● **Given request A**
Reproduce the proxy form passage from "I/We (note 1)" up to and including "proxy thinks fit.".
● **Given request B**
Carry on the proxy form from the point where its text ends.

● **Selected passage**
>>

YUHUA ENERGY HOLDINGS LIMITED

裕 華 能 源 控 股 有 限 公 司

(Incorporated in the Cayman Islands with limited liability)

(Stock Code: 2728)

FORM OF PROXY FOR EXTRAORDINARY GENERAL MEETING

(OR AT ANY ADJOURNMENT THEREOF)

I/We (note 1)

of

being the registered shareholder(s) of (note 2)

shares of HK$0.00125 each in the share capital

of Yuhua Energy Holdings Limited (the ''Company''), hereby appoint (note 3)

of

or, failing him/her, the Chairman of the extraordinary general meeting as my/our proxy to attend and vote for me/us on my/our behalf at the extraordinary general meeting (the ''Meeting'') of the Company to be held at Suites 903-905, 9th Floor, Shui On Centre, 6-8 Harbour Road, Wanchai, Hong Kong on Wednesday, 15 January 2020 at 4:00 p.m. and at any adjournment thereof on the under-mentioned resolutions as indicated below or, if no such indication is given, as my/our proxy thinks fit.

Special Resolutions

For (note 4)

Against (note 4)

  1. That subject to the approval of the Registrar of Companies in the Cayman Islands, the English name of the Company be and is hereby changed from ''Yuhua Energy Holdings Limited'' to
    ''Jintai Energy Holdings Limited'' and the dual foreign name in Chinese of the Company from
    ''裕華能源控股有限公司'' to ''金泰能源控股有限公司'' (the ''Proposed Change of Company Name'');
  2. That subject to the passing of special resolution 1 above and the new name being entered into the Register of Companies by the Registrar of Companies of the Cayman Islands, the
    memorandum of association and articles of association of the Company be amended by replacing all references to ''Yuhua Energy Holdings Limited 裕華能源控股有限公司'' with ''Jintai Energy Holdings Limited 金泰能源控股有限公司'';
  3. That any one director or officer of the Company, or any two directors of the Company if the affixation of the common seal is necessary, be and is/are hereby authorised to execute all such other documents and agreements for and on behalf of the Company and do all such acts and things as he/she/they may in his/her/their absolute discretion consider to be necessary, desirable, appropriate or expedient to implement and/or give effect to the Proposed Change of Company Name and the corresponding amendment to the memorandum of association and articles of association of the Company.

Dated the

day of

Signature:

(notes 5, 6, 7 and 8)

Notes:

  1. Full name(s) and address(es) are to be inserted in BLOCK LETTERS.
  2. Please insert the number of shares registered in your name(s). If no number is inserted, this form of proxy will be deemed to relate to all the shares in the capital of the Company registered in your name(s).
  3. Any member entitled to attend and vote at the Meeting shall be entitled to appoint another person as his proxy to attend and vote instead of him. A member who is the holder of two or more shares may appoint more than one proxy to represent him and vote on his behalf at the Meeting. A proxy need not be a member of the Company. If you wish to appoint some person other than the Chairman of the Meeting as your proxy, please delete the words or, failing him/her/it ''the Chairman of the meeting'' and insert the name and address of the person appointed proxy in the space provided.

<<

● **Dataset excerpts**
>>

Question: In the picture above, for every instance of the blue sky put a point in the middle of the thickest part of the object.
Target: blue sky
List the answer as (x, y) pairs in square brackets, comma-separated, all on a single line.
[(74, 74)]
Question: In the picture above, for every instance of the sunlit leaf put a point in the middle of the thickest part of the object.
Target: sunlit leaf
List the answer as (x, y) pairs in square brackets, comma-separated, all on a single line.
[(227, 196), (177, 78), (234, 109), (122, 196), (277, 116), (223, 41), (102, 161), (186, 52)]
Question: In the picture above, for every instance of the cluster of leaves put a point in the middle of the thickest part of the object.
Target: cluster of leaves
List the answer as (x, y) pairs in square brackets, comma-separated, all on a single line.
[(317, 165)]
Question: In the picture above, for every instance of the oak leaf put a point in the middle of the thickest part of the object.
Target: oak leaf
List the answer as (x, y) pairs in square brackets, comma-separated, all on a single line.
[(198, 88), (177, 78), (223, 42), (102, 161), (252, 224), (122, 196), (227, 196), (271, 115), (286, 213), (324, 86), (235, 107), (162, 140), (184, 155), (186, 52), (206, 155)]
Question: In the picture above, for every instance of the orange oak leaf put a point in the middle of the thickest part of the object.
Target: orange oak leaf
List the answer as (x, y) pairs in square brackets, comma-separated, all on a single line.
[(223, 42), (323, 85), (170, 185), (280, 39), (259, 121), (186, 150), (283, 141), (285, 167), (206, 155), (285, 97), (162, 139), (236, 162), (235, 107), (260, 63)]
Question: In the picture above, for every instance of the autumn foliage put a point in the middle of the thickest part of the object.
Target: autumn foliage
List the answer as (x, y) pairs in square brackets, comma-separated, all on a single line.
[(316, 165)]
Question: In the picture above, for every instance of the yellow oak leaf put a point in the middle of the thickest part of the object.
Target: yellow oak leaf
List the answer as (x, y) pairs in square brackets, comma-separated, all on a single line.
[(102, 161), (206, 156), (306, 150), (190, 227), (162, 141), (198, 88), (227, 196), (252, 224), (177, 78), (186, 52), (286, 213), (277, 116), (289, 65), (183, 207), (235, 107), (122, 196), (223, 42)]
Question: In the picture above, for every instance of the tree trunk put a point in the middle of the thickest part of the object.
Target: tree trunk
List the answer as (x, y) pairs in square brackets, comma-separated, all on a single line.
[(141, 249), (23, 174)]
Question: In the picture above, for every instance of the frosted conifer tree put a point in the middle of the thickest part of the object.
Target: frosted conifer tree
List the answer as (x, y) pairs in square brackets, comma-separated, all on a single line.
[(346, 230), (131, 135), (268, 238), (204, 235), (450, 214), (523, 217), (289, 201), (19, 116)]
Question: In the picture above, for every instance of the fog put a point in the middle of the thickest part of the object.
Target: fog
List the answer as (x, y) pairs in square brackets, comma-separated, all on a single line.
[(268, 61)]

<<

● **Task output A**
I/We (note 1)

of

being the registered shareholder(s) of (note 2)

shares of HK$0.00125 each in the share capital

of Yuhua Energy Holdings Limited (the ''Company''), hereby appoint (note 3)

of

or, failing him/her, the Chairman of the extraordinary general meeting as my/our proxy to attend and vote for me/us on my/our behalf at the extraordinary general meeting (the ''Meeting'') of the Company to be held at Suites 903-905, 9th Floor, Shui On Centre, 6-8 Harbour Road, Wanchai, Hong Kong on Wednesday, 15 January 2020 at 4:00 p.m. and at any adjournment thereof on the under-mentioned resolutions as indicated below or, if no such indication is given, as my/our proxy thinks fit.

● **Task output B**
  4. If you wish to vote for any of the resolutions set out above, please tick (''P'') the boxes marked ''For''. If you wish to vote against any resolutions, please tick (''P'') the boxes marked ''Against''. If this form returned is duly signed but without specific direction on any of the proposed resolutions, the proxy will vote or abstain at his discretion in respect of all resolutions; or if in respect of a particular proposed resolution there is no specific direction, the proxy will, in relation to that particular proposed resolution, vote or abstain at his discretion. A proxy will also be entitled to vote at his discretion on any resolution properly put to the Meeting other than those set out in the notice convening the Meeting.
  5. In the case of a joint holding, this form of proxy may be signed by any joint holder, but if more than one joint holder is present at the Meeting, whether in person or by proxy, that one of the joint holder whose name stands first on the register of members in respect of the relevant joint holding shall alone be entitled to vote in respect thereof.
  6. The form of proxy must be signed by a shareholder, or his attorney duly authorised in writing, or if the shareholder is a corporation, either under its common seal or under the hand of an officer or attorney so authorised.
  7. In order to be valid, this form of proxy must be deposited together with a power of attorney or other authority, if any, under which it is signed or a notarially certified copy of that power or authority, at the offices of the Company's branch share registrar and transfer office in Hong Kong, Computershare Hong Kong Investor Services Limited (the ''Branch Register''), at Shops 1712-1716, 17th Floor, Hopewell Centre, 183 Queen's Road East, Wanchai, Hong Kong not less than 48 hours before the time for holding the Meeting or adjourned Meeting. Completion and return of this form of proxy shall not preclude a member from attending and voting in person at the Meeting and in such event, this form of proxy shall be deemed to be revoked.
  8. Any alteration made to this form should be duly initialled by the person who signs the form.
  9. Pursuant to Rule 13.39(4) of the Rules Governing the Listing of Securities on The Stock Exchange of Hong Kong Limited, any vote of shareholders at a general meeting must be taken by poll. Accordingly, at the Meeting, the Chairman of the Meeting will exercise his power under article 66 of the articles of association of the Company to put each of the resolutions set out in this notice to be voted by way of poll.
  10. The description of these resolutions is by way of summary only. The full text appears in the notice convening the Meeting.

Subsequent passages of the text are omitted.